What is required:
In the passage on Nehru and the Soviet Union, which two Soviet leaders came to India months after Nehru's visit? Please give their names.

Passage given:
━━━━━━━━

The year after the US-Pakistan deal, Nehru was off to the Soviet Union, addressing its people on state television—the first non-communist leader to do so. Months later, Communist Party First Secretary Nikita Khrushchev and Premier Nikolai Bulganin came to India. They officially dropped the Soviet policy of neutrality on Kashmir, and said Kashmiris have already expressed their desire to be a part of India, and no plebiscite was therefore needed.

First Secretary of the Communist Party of the Soviet Union Nikita Khrushchev & Indian PM Jawaharlal Nehru at Indo-Soviet Friendship Rally in Moscow on 8 September, 1961 | X @INCinHistory
First Secretary of the Communist Party of the Soviet Union Nikita Khrushchev & Indian PM Jawaharlal Nehru at Indo-Soviet Friendship Rally in Moscow on 8 September, 1961 | X @INCinHistory

For all practical purposes, the die was cast. India and Pakistan’s rivalry now had clear poles on the international stage—if Pakistan had the US, India had its own superpower ally. The most immediate benefit for India was a veto in its favour at the United Nations Security Council (UNSC) on the question of Kashmir.

India’s foreign policy under Nehru was already showing signs of steering away from his carefully crafted non-alignment.

In some ways, the Indian elite’s scepticism of the US, which was refracted through the prism of the British, predated the country’s independence in 1947. Many educated Indians saw the US as a “den of materialism and crime”. Nehru himself, in as early as 1928, wrote that “it is the United States which offers us the best field for the study of economic imperialism”.

But in the Second World War, the US was arguably the most important country to repeatedly prod the UK to end its colonial empire in India, thereby changing Indian attitudes towards the US.

━━━━━━━━

Listed entries:
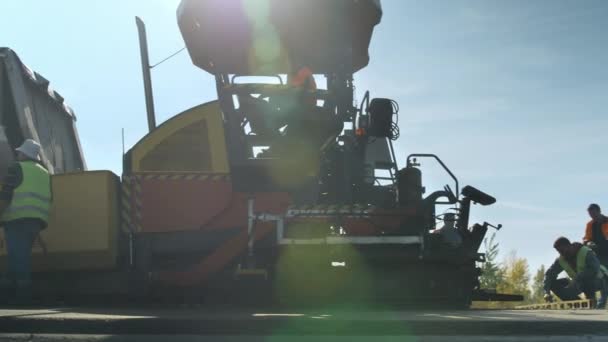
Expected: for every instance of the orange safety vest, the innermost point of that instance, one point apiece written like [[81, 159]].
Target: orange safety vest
[[303, 78]]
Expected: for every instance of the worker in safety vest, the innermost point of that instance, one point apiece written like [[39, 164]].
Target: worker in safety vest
[[448, 232], [25, 201], [584, 270], [596, 233], [304, 80]]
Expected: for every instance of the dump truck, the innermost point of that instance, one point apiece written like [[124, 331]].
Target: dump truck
[[31, 109], [273, 193]]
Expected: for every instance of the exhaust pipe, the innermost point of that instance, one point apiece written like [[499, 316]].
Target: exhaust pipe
[[145, 68]]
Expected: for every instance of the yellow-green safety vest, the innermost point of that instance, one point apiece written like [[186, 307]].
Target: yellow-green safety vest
[[581, 258], [32, 198]]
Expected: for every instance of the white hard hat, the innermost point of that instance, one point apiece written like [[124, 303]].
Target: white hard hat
[[30, 148]]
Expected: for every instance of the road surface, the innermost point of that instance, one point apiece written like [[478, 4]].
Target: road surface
[[53, 324]]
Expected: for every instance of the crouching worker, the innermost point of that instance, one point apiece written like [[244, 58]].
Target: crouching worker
[[586, 274]]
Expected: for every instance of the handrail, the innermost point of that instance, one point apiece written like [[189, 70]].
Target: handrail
[[428, 155]]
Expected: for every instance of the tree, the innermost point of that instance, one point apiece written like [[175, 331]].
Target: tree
[[537, 285], [516, 276], [491, 272]]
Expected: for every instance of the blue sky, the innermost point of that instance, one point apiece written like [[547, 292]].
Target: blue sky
[[513, 95]]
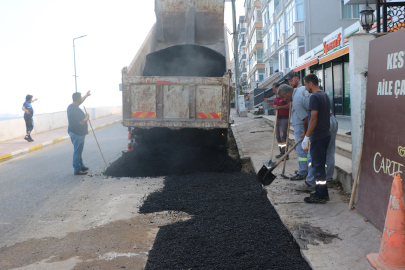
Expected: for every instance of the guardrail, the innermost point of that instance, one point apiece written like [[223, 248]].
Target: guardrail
[[279, 8]]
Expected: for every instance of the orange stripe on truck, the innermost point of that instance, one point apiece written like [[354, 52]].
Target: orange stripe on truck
[[143, 115], [209, 115]]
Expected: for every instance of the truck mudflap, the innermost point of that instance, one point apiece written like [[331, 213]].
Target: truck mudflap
[[176, 102]]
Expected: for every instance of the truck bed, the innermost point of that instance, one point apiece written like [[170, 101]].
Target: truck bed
[[176, 102]]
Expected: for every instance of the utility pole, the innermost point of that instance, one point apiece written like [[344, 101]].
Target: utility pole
[[236, 56], [74, 59]]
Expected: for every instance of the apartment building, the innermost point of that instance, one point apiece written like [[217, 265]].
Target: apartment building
[[292, 27], [241, 53], [255, 68]]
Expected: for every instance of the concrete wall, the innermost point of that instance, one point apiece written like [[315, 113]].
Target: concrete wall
[[15, 128], [358, 66]]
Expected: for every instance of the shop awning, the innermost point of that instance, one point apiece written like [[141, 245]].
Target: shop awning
[[308, 64], [334, 55]]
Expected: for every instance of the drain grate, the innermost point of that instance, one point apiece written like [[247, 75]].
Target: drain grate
[[164, 218], [305, 234], [282, 190]]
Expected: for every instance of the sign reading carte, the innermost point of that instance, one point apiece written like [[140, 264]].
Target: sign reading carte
[[384, 129]]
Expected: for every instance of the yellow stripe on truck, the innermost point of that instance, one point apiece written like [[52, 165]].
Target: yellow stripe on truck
[[57, 140], [5, 157], [35, 147]]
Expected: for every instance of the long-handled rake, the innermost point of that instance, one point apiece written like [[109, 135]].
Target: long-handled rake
[[97, 142], [286, 148]]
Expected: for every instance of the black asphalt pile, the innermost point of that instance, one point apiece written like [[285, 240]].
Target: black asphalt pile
[[171, 159], [234, 226]]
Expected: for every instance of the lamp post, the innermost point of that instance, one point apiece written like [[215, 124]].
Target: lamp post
[[74, 59], [367, 18]]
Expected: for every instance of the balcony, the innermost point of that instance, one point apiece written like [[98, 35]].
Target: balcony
[[264, 4], [279, 8], [281, 41]]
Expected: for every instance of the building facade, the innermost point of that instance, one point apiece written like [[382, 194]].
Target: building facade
[[291, 28], [254, 43]]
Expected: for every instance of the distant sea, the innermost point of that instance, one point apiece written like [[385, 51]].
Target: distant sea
[[8, 117]]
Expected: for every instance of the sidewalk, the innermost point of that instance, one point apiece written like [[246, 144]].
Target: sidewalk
[[330, 236], [17, 147]]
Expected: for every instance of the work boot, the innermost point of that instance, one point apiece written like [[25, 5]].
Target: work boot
[[327, 198], [314, 199], [298, 177], [305, 187]]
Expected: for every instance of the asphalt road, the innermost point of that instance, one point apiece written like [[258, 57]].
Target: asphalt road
[[29, 182]]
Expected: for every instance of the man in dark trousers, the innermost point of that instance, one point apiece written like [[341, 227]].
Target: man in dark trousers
[[283, 108], [28, 114], [319, 135], [77, 130]]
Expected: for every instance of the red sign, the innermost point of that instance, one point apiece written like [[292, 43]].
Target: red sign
[[384, 127], [333, 44]]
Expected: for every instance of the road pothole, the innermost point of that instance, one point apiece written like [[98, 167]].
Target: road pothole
[[164, 218]]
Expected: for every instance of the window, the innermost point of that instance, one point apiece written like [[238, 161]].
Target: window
[[289, 20], [301, 46], [287, 57], [350, 11], [292, 51], [299, 6]]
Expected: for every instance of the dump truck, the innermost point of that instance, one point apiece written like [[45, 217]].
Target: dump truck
[[178, 86]]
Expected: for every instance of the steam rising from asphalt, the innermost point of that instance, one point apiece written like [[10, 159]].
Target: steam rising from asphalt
[[185, 60]]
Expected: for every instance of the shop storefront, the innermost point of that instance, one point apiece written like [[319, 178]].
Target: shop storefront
[[330, 62]]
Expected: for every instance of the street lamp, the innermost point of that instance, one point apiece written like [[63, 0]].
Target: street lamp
[[367, 18], [74, 58]]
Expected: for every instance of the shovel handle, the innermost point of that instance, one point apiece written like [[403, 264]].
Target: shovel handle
[[274, 136], [288, 136], [286, 154]]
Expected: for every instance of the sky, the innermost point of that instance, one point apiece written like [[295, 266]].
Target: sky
[[36, 49]]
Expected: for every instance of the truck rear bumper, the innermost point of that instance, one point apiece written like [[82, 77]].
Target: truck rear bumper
[[192, 123]]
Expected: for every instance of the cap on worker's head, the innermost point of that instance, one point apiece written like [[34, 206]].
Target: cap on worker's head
[[292, 74]]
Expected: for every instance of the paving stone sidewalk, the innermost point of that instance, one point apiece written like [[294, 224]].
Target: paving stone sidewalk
[[19, 146], [356, 237]]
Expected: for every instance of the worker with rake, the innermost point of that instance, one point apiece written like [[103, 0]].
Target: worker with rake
[[78, 129], [319, 136]]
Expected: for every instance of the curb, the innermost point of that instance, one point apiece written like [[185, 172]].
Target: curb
[[45, 144]]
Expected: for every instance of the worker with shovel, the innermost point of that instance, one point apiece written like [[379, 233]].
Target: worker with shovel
[[299, 113], [319, 135], [77, 130], [283, 113]]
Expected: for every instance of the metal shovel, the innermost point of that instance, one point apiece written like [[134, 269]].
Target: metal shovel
[[265, 175], [268, 164], [288, 135]]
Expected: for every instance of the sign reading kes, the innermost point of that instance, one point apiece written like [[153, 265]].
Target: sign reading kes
[[397, 87], [384, 127]]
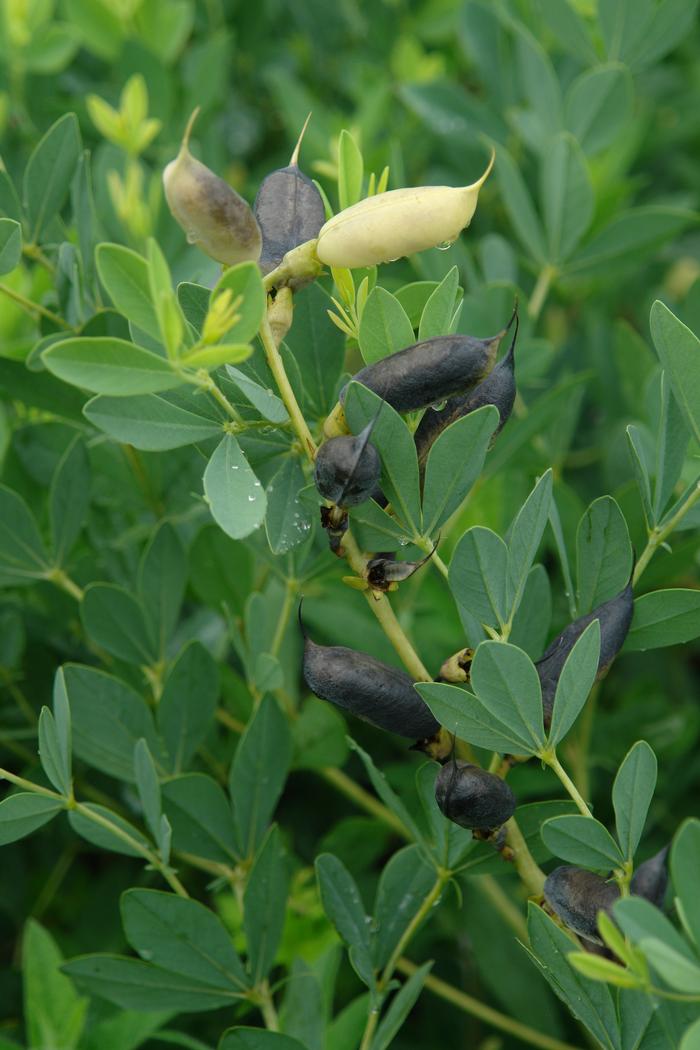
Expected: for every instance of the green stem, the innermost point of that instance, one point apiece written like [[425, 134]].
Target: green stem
[[33, 307], [486, 1013], [657, 536]]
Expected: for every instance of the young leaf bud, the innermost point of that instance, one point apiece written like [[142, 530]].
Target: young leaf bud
[[614, 615], [289, 209], [497, 389], [381, 695], [210, 211], [430, 371], [472, 797], [576, 896], [347, 469], [388, 226]]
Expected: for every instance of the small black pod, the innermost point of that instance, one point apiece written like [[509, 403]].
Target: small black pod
[[368, 689], [497, 389], [576, 896], [472, 797], [289, 210], [615, 616], [347, 469], [430, 371]]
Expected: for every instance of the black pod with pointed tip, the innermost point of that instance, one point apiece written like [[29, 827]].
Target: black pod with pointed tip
[[347, 469], [497, 389], [368, 689], [576, 896], [429, 371], [472, 797], [614, 615]]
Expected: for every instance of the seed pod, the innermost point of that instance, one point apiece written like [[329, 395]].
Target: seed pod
[[651, 879], [210, 211], [497, 389], [388, 226], [381, 695], [472, 797], [576, 896], [347, 469], [614, 616], [430, 371], [289, 209]]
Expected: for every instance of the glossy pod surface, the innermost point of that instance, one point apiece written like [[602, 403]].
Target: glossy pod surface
[[367, 689], [472, 797]]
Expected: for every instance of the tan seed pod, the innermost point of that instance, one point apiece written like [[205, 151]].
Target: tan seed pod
[[388, 226], [213, 215]]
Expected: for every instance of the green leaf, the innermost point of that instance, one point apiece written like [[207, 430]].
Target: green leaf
[[575, 683], [115, 621], [351, 169], [258, 773], [633, 791], [68, 499], [664, 617], [54, 1012], [403, 886], [342, 904], [264, 905], [125, 275], [23, 557], [107, 365], [186, 709], [395, 444], [200, 818], [453, 464], [384, 328], [183, 937], [11, 245], [236, 498], [581, 840], [400, 1007], [134, 985], [679, 352], [22, 814], [479, 575], [603, 553], [506, 681], [151, 422], [48, 173], [567, 196]]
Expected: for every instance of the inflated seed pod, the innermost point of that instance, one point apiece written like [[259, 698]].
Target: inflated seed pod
[[213, 215], [429, 371], [576, 896], [614, 615], [366, 688], [388, 226], [347, 469], [497, 389], [289, 209], [472, 797], [651, 879]]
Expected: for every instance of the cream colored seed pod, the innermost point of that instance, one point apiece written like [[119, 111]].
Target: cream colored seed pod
[[213, 215], [388, 226]]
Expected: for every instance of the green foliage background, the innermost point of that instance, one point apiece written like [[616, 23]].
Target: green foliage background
[[587, 231]]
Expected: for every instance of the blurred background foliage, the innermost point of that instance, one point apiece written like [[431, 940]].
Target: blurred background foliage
[[423, 86]]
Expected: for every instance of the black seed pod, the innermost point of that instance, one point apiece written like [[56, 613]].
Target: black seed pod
[[615, 617], [289, 210], [497, 389], [430, 371], [356, 681], [576, 896], [651, 879], [347, 469], [472, 797]]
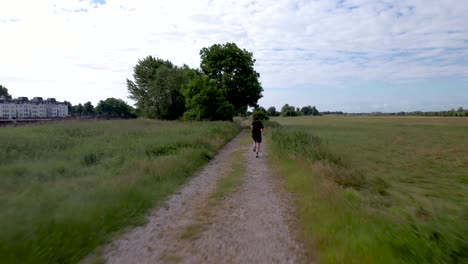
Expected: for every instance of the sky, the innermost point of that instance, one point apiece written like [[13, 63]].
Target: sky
[[346, 55]]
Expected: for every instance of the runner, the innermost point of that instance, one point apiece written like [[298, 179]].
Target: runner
[[257, 130]]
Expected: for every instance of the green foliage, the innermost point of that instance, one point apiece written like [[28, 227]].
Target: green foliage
[[380, 190], [260, 113], [113, 106], [308, 110], [205, 101], [157, 88], [84, 181], [3, 91], [78, 109], [232, 71], [287, 110], [88, 109], [272, 111]]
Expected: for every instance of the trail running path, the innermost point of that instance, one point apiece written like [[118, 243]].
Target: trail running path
[[250, 226]]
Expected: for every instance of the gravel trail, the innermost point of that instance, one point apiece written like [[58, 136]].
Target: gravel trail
[[250, 226]]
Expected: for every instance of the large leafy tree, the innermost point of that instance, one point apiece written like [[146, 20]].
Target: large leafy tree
[[3, 91], [205, 101], [88, 109], [232, 70], [113, 106], [157, 88]]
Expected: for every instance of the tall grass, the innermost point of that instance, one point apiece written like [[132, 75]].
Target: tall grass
[[365, 193], [66, 188]]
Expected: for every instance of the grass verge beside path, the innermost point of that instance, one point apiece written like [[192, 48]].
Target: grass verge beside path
[[377, 190], [66, 188]]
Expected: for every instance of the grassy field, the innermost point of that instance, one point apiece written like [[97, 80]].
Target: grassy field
[[66, 188], [377, 189]]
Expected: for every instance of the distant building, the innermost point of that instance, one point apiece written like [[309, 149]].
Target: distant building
[[22, 108]]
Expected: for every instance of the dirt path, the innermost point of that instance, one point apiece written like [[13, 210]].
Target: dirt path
[[249, 226]]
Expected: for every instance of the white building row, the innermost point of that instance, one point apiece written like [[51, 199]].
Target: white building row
[[22, 108]]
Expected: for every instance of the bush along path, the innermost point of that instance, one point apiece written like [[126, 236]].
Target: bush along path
[[233, 211]]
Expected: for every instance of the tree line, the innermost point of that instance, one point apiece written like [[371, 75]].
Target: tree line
[[109, 107], [225, 85]]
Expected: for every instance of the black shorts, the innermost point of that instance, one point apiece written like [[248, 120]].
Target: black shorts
[[257, 138]]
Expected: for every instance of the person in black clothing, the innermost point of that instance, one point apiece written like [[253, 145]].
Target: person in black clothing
[[257, 130]]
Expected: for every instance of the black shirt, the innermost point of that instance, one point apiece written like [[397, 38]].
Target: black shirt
[[257, 127]]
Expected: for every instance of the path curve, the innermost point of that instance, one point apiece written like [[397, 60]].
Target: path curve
[[250, 226]]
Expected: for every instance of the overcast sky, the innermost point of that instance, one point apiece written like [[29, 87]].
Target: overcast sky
[[349, 55]]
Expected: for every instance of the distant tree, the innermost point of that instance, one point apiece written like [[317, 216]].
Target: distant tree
[[272, 111], [306, 110], [70, 108], [288, 110], [3, 91], [314, 111], [261, 113], [205, 101], [113, 106], [157, 88], [78, 110], [298, 111], [232, 71], [88, 109]]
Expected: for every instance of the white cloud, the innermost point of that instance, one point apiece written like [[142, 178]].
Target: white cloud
[[79, 51]]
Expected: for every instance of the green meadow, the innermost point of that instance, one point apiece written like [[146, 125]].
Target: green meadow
[[377, 189], [67, 188]]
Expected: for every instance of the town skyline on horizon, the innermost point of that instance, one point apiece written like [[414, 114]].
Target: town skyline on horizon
[[348, 55]]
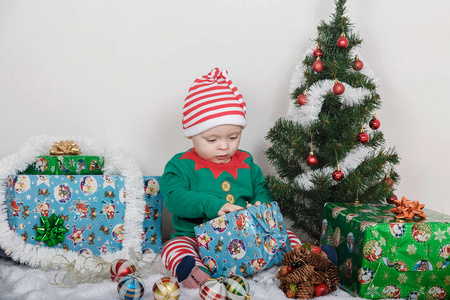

━━━━━━━━

Exercise output:
Nikita Khrushchev and Nikolai Bulganin.